Short problem
Skip every line before the one containing "the plum in the photo above.", then copy that line and the rest of the entries below exactly, through the last line.

Image location labeling entries
-- start --
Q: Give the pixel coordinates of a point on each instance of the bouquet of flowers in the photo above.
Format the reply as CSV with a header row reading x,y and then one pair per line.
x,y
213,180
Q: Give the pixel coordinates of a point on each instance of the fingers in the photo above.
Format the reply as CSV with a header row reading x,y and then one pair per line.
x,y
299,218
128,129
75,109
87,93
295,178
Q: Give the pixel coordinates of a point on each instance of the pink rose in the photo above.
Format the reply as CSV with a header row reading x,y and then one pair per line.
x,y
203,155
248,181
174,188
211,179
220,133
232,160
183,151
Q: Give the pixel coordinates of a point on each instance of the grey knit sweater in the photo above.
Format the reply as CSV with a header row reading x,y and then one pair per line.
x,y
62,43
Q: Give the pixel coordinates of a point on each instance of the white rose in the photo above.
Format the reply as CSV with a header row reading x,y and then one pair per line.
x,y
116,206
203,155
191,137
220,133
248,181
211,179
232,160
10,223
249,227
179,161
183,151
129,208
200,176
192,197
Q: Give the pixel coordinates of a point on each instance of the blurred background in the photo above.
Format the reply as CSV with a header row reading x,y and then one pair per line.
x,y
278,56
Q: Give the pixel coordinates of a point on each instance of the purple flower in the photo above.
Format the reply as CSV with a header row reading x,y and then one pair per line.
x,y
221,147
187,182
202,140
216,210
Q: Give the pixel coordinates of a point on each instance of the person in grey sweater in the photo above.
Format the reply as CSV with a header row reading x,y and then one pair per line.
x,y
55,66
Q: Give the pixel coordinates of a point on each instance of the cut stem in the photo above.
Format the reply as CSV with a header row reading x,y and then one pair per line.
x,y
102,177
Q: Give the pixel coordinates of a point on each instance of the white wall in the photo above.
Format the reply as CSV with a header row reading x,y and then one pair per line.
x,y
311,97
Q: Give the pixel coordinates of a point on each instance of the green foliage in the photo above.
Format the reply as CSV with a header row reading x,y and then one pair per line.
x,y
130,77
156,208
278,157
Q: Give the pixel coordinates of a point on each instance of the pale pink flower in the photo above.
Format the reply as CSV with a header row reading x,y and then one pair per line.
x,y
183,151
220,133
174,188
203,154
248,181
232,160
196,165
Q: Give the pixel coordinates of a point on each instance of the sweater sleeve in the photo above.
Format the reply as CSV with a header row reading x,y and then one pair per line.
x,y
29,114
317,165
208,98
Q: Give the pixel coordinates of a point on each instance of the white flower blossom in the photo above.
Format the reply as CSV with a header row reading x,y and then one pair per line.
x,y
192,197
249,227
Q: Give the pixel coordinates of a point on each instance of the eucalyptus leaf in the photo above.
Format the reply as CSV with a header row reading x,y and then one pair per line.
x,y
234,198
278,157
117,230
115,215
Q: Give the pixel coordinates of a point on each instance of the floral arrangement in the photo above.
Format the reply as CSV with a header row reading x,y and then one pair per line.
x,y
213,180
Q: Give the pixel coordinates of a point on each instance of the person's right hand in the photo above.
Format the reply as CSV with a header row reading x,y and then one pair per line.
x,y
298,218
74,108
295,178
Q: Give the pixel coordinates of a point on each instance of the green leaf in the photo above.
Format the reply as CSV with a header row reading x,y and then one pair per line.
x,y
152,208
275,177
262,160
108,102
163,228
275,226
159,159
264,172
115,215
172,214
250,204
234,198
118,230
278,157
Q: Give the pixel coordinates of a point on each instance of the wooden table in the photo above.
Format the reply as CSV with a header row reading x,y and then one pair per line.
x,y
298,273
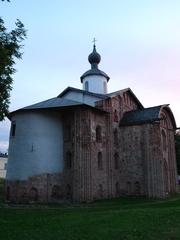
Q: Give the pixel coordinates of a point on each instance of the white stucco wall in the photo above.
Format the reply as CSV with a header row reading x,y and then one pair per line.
x,y
3,164
37,146
96,84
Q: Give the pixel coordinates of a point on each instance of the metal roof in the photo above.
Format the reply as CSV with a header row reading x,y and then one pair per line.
x,y
141,116
98,95
94,71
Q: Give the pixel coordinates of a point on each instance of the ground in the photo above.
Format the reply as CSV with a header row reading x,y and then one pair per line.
x,y
123,218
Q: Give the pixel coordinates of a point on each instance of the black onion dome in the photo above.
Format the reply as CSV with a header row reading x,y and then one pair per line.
x,y
94,57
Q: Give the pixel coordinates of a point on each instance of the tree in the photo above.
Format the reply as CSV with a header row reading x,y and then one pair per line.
x,y
177,144
10,48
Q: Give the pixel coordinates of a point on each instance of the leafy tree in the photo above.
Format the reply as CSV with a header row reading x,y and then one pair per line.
x,y
10,48
177,144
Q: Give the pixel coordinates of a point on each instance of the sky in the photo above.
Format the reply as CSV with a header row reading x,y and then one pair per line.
x,y
139,43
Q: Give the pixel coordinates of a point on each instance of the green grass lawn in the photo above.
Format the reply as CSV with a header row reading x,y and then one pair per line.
x,y
123,218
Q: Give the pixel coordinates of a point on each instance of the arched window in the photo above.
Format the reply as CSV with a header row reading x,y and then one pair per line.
x,y
98,134
13,129
67,134
86,86
117,188
68,160
8,193
137,188
116,161
68,192
115,136
105,87
115,116
128,188
100,162
100,190
164,141
33,194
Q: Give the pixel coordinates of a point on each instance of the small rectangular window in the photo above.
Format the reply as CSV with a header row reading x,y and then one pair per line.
x,y
13,129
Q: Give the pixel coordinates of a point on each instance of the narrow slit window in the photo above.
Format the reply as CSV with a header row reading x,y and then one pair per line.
x,y
13,129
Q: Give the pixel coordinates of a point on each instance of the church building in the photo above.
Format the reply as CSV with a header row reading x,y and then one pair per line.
x,y
89,144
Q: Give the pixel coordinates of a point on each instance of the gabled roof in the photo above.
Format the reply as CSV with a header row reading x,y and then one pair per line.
x,y
55,103
94,71
68,89
146,115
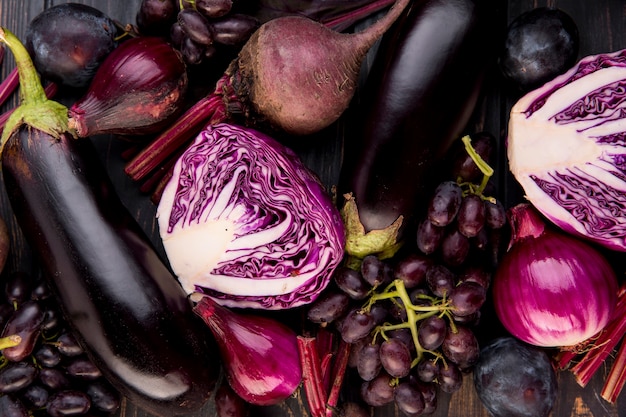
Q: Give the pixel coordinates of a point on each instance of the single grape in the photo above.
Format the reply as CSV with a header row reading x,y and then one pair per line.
x,y
328,307
431,332
68,403
411,269
461,347
351,282
395,357
356,325
455,247
409,399
445,203
467,298
471,216
440,280
369,363
429,237
17,376
379,391
450,378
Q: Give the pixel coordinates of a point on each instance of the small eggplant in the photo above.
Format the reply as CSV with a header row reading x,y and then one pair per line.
x,y
418,97
125,308
137,90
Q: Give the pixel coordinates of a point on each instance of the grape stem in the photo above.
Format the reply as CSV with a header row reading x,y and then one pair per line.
x,y
415,314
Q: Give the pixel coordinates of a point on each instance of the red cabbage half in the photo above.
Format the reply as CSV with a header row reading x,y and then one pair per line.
x,y
566,148
244,221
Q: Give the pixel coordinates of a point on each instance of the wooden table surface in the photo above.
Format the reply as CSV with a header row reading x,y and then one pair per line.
x,y
602,24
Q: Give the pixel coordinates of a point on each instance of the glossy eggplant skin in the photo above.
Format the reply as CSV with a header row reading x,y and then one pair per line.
x,y
126,308
420,93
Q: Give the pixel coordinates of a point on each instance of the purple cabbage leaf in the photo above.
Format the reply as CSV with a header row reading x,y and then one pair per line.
x,y
244,221
566,149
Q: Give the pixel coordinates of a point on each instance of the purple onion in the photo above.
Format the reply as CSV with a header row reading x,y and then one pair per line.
x,y
137,90
260,354
551,289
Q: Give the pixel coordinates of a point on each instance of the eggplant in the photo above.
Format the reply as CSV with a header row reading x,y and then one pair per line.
x,y
125,307
419,95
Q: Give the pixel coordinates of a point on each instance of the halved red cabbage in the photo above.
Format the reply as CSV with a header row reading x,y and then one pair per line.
x,y
566,148
244,221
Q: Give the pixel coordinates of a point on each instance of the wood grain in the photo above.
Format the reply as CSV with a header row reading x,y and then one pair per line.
x,y
602,27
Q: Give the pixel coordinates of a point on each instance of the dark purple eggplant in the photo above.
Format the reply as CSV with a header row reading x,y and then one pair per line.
x,y
125,307
419,95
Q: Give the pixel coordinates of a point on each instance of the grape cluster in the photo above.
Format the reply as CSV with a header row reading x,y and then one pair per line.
x,y
199,29
47,373
410,319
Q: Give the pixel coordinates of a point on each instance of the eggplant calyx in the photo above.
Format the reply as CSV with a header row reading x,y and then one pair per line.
x,y
382,242
35,109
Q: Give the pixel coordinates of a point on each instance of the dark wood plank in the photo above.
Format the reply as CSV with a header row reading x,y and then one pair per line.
x,y
602,25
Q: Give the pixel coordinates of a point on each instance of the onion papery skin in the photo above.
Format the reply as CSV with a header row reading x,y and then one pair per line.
x,y
244,221
260,354
552,289
138,89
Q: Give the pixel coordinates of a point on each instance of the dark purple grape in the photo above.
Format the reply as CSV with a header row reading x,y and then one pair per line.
x,y
233,30
440,280
431,332
464,169
35,396
409,399
356,325
83,368
445,203
467,298
17,376
429,237
471,217
450,378
454,248
373,270
328,307
18,287
25,322
47,355
369,364
103,396
155,17
54,378
228,403
69,41
427,370
395,357
195,26
11,406
67,345
495,214
379,391
411,269
461,347
351,282
513,379
68,403
214,8
540,44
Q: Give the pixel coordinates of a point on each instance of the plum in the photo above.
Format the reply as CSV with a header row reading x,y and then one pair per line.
x,y
540,44
513,379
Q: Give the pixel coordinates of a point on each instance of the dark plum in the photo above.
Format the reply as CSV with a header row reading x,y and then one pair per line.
x,y
69,41
540,44
513,379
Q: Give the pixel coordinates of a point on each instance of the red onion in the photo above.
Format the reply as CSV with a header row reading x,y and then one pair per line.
x,y
260,354
551,289
138,88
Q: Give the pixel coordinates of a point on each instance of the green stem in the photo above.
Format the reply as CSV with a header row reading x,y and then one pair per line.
x,y
35,109
10,341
-- end --
Result of this exercise
Q: Give the pixel coordinates of a point on each instance of the plum in the photo above.
Format the reply as CSV with a header row reading x,y and then one pair per line.
x,y
540,44
513,379
Q: Give the pixel coordinates of a point on each instance of the dark plum in the photo above.
Format the reply as CSV with a header row reading x,y and then one pair per line.
x,y
69,41
540,44
513,379
Q: Give the pixel coordinates of a point on each instance of the red onion in the photo above.
Format the reply as CSV with a header row reading x,y and then one pair per line.
x,y
260,354
551,289
138,88
Q: Give the pixel coordinates of a point on each instance of the green stem in the photo above.
Format the reply as CSV with a header row reading x,y and then one pair per line.
x,y
35,109
10,341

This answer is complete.